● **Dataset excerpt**
%%

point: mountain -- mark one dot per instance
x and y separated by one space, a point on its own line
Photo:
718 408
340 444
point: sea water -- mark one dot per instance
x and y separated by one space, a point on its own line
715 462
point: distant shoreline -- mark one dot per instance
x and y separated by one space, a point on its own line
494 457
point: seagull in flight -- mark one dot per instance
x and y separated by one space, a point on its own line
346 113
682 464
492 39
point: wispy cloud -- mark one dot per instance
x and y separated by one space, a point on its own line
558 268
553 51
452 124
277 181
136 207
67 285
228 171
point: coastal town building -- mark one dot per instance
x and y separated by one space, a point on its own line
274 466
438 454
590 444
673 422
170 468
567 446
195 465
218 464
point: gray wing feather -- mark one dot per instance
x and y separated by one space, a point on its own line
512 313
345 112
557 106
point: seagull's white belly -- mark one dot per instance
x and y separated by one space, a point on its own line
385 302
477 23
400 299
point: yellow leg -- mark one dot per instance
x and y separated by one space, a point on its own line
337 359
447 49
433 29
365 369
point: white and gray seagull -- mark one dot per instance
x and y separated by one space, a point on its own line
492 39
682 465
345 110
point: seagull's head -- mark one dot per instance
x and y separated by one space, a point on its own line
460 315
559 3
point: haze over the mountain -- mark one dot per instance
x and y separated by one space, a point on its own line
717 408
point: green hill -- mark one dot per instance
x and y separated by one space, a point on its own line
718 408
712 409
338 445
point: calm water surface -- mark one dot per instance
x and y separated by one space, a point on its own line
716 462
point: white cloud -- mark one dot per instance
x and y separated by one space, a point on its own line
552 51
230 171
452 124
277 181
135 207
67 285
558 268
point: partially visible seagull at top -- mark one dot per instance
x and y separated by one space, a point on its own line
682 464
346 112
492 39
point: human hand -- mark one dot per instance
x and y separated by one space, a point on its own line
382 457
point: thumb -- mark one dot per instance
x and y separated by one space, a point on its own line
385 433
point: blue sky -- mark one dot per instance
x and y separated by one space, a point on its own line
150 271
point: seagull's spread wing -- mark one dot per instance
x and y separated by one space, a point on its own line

%%

● **EXERCISE DESCRIPTION**
Update the material starting at the line that contains "point: partially visible" and stopping after the last line of the material. Change "a point on its own line" to "one point per line" and keep everything else the same.

● **RESPONSE FOR THIS EXERCISE**
point: partially visible seagull at top -- mark one dot per instance
x and y separated by one space, one point per line
682 464
346 112
492 39
point: human hand -- mark one dot per instance
x and y separated by one space, one point per line
382 457
point: thumb -- mark one dot per instance
x and y separated by one space, one point per line
385 433
point: blue sky -- mark one dot per instance
x and y separated by one space, one point per line
150 271
point: seagull's spread wing -- mark one dot per instance
x and y separated by one space, one point per line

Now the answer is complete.